*WHAT YOU HAVE TO DO*. Copy the records below in full, changing no character.

○ ○ ○

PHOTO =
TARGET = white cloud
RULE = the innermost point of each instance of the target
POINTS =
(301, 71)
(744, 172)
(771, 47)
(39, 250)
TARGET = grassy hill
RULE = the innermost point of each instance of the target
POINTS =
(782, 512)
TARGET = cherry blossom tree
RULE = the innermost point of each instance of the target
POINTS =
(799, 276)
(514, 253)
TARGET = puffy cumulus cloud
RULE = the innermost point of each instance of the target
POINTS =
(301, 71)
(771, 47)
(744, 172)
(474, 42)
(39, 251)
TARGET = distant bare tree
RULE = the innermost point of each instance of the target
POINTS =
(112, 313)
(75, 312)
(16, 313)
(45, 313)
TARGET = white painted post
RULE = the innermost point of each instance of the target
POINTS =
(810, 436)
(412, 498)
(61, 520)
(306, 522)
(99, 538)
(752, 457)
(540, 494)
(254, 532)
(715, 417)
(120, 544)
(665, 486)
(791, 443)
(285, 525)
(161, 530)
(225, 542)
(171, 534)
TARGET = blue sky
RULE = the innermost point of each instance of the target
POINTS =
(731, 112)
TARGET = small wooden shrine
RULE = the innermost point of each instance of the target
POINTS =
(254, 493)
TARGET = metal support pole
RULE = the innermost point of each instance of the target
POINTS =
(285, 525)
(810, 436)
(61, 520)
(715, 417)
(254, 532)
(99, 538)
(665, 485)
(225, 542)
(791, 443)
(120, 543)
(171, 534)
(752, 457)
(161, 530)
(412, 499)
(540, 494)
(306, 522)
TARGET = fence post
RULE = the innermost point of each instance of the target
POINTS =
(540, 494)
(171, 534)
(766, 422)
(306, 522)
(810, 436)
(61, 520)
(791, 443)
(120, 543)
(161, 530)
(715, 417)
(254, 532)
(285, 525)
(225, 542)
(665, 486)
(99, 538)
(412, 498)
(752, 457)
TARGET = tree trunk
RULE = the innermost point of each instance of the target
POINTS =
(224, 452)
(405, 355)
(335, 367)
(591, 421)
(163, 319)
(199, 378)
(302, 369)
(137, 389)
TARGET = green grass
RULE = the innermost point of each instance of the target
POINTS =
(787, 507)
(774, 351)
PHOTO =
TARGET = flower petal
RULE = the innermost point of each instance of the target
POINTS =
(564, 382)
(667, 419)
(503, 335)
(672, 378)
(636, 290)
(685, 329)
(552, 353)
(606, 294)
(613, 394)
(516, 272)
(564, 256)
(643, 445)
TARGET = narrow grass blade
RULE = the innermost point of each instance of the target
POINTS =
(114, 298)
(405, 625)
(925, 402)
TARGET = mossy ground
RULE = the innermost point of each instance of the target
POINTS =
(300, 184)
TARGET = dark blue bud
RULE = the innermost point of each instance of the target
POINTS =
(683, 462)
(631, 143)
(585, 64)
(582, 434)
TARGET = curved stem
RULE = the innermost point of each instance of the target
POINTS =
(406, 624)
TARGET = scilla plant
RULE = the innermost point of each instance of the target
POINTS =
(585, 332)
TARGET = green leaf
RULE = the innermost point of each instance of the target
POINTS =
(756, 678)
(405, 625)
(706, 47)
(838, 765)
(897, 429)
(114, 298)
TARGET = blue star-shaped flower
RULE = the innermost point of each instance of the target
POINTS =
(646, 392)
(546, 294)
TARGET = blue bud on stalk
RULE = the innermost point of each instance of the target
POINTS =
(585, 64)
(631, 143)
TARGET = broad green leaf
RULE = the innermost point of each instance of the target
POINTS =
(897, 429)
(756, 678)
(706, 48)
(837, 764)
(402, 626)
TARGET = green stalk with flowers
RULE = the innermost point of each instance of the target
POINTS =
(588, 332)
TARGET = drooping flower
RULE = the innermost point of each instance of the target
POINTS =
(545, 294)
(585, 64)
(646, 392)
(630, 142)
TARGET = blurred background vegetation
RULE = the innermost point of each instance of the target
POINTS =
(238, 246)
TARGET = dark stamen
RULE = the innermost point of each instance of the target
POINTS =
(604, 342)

○ ○ ○

*RESPONSE TO THIS TASK*.
PHOTO =
TARGET = white cloud
RULE = the innermost point of each instance of the target
POINTS =
(301, 71)
(744, 172)
(771, 47)
(39, 250)
TARGET = grassy hill
RULE = the innermost point of each instance of the target
POINTS =
(782, 512)
TARGET = cherry blossom tree
RULE = the innermost point of each instance of the target
POINTS =
(799, 276)
(514, 253)
TARGET = puffy cumulus cloud
RULE = the innermost point of each instance of the target
POINTS =
(301, 71)
(771, 47)
(744, 172)
(474, 42)
(39, 251)
TARGET = distant bare tree
RULE = the innermost point of each instance of the target
POINTS =
(112, 313)
(75, 312)
(16, 313)
(45, 313)
TARGET = white painted post
RULE = the innermost point of each instance of the target
POINTS =
(810, 436)
(412, 498)
(61, 520)
(306, 522)
(99, 538)
(752, 457)
(540, 494)
(254, 532)
(715, 417)
(120, 544)
(665, 486)
(791, 443)
(285, 525)
(161, 530)
(225, 542)
(171, 534)
TARGET = blue sky
RULE = the innermost point of each instance of the target
POINTS =
(731, 112)
TARGET = small wooden shrine
RULE = the innermost point of each instance of the target
POINTS =
(254, 493)
TARGET = metal support pole
RULE = the innermost point of each instance of the target
POINTS =
(285, 525)
(810, 436)
(61, 520)
(715, 417)
(254, 532)
(99, 538)
(665, 485)
(225, 542)
(791, 443)
(120, 543)
(171, 534)
(752, 457)
(161, 530)
(412, 499)
(540, 494)
(306, 522)
TARGET = fence post
RULE = the innermost point of each instance of the target
POINTS =
(540, 494)
(171, 534)
(766, 422)
(306, 522)
(810, 436)
(61, 520)
(791, 443)
(120, 543)
(161, 530)
(715, 417)
(254, 532)
(285, 525)
(225, 542)
(665, 486)
(99, 538)
(412, 498)
(752, 457)
TARGET = tree trunk
RULE = the innermost point of each instance of the target
POINTS =
(224, 452)
(405, 355)
(335, 367)
(591, 421)
(163, 319)
(199, 378)
(302, 369)
(137, 389)
TARGET = green grass
RULE = the innermost point of each instance of the target
POINTS =
(787, 507)
(774, 351)
PHOTO =
TARGET = flower petal
RULE = the innermost point of each instance of the target
POINTS =
(564, 382)
(667, 419)
(503, 335)
(672, 378)
(636, 290)
(685, 329)
(552, 353)
(606, 294)
(613, 394)
(516, 272)
(564, 256)
(643, 445)
TARGET = narrow grass blade
RULE = the innermost point of each instance of the target
POINTS =
(114, 298)
(405, 625)
(925, 402)
TARGET = mossy ground
RULE = the innermost point of each instance of the target
POINTS =
(300, 184)
TARGET = dark blue bud
RULE = the innermost point of each instance of the target
POINTS =
(683, 462)
(631, 143)
(585, 64)
(582, 434)
TARGET = curved stem
RULE = the innermost point of each instance of the target
POINTS =
(406, 624)
TARGET = scilla plant
RULE = the innermost point of each instance of the target
POINTS =
(585, 332)
TARGET = green leaf
RULE = the innermost point of each instance of the target
POINTS =
(756, 678)
(405, 625)
(706, 47)
(838, 765)
(897, 429)
(114, 298)
TARGET = blue star-shaped flower
RULE = the innermost point of each instance of the target
POINTS =
(646, 392)
(546, 294)
TARGET = blue bud on stalk
RULE = the innermost point of each instance of the target
POINTS =
(585, 64)
(631, 143)
TARGET = broad green leaf
RULE = the innermost point of each instance of the target
POINTS =
(897, 429)
(756, 678)
(706, 48)
(837, 764)
(402, 626)
TARGET = green stalk with flowers
RULE = the innermost point of each instance of the target
POINTS =
(588, 332)
TARGET = drooping flower
RULE = the innermost point of each instance of the target
POINTS =
(545, 294)
(585, 64)
(646, 392)
(630, 142)
TARGET = blurred background vegetation
RULE = the innermost point of each instance of the target
POINTS =
(238, 246)
TARGET = dark stamen
RULE = the innermost point of each instance of the target
POINTS =
(604, 342)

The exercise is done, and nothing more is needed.